[BEGIN TASK MATERIAL]
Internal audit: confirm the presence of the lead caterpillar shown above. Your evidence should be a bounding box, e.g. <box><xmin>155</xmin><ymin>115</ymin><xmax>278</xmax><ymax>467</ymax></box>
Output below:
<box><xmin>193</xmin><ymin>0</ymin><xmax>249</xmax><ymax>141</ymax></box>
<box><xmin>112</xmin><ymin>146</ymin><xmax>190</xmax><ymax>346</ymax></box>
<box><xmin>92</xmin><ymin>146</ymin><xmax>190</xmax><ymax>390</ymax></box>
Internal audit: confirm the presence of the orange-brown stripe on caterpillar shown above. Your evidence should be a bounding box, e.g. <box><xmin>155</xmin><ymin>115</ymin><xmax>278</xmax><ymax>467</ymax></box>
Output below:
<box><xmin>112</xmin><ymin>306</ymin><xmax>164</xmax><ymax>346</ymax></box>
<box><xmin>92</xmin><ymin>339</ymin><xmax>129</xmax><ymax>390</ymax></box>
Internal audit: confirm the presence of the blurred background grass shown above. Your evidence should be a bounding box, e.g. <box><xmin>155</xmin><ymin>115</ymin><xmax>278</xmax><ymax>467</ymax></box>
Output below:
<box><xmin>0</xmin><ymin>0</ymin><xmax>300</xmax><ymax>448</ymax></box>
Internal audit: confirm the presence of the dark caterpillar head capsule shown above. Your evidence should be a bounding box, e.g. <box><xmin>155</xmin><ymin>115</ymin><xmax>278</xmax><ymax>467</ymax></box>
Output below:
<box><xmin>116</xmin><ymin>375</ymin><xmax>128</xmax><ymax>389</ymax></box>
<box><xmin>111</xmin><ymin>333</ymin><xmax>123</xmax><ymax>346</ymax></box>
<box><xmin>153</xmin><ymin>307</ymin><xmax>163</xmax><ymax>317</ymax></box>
[END TASK MATERIAL]
REQUIREMENTS ▸ Update the items above by replacing "Internal audit" with "Quality check" wherever it appears. Keep every other part of the items the same.

SOLUTION TO THE EXERCISE ▸
Quality check: confirm the presence of the lead caterpillar shown above. Your evidence should be a bounding box, e.g. <box><xmin>155</xmin><ymin>115</ymin><xmax>278</xmax><ymax>467</ymax></box>
Output below:
<box><xmin>193</xmin><ymin>0</ymin><xmax>249</xmax><ymax>141</ymax></box>
<box><xmin>112</xmin><ymin>146</ymin><xmax>190</xmax><ymax>346</ymax></box>
<box><xmin>92</xmin><ymin>146</ymin><xmax>190</xmax><ymax>390</ymax></box>
Quality check: confirm the presence of the orange-brown stripe on caterpillar shown above. Your evidence should be a bounding box, e.g. <box><xmin>155</xmin><ymin>115</ymin><xmax>278</xmax><ymax>467</ymax></box>
Output below:
<box><xmin>112</xmin><ymin>306</ymin><xmax>164</xmax><ymax>346</ymax></box>
<box><xmin>92</xmin><ymin>339</ymin><xmax>129</xmax><ymax>390</ymax></box>
Quality check: confirm the presence of the blurred background grass shown above. Your evidence should be a bounding box, e.g. <box><xmin>155</xmin><ymin>115</ymin><xmax>278</xmax><ymax>467</ymax></box>
Output below:
<box><xmin>0</xmin><ymin>0</ymin><xmax>300</xmax><ymax>448</ymax></box>
Quality check: confirm the presence of the dark caterpillar head capsule shown above. Your evidence should be a bounding box, e.g. <box><xmin>155</xmin><ymin>115</ymin><xmax>278</xmax><ymax>467</ymax></box>
Output below:
<box><xmin>116</xmin><ymin>375</ymin><xmax>128</xmax><ymax>389</ymax></box>
<box><xmin>111</xmin><ymin>333</ymin><xmax>123</xmax><ymax>346</ymax></box>
<box><xmin>153</xmin><ymin>307</ymin><xmax>163</xmax><ymax>317</ymax></box>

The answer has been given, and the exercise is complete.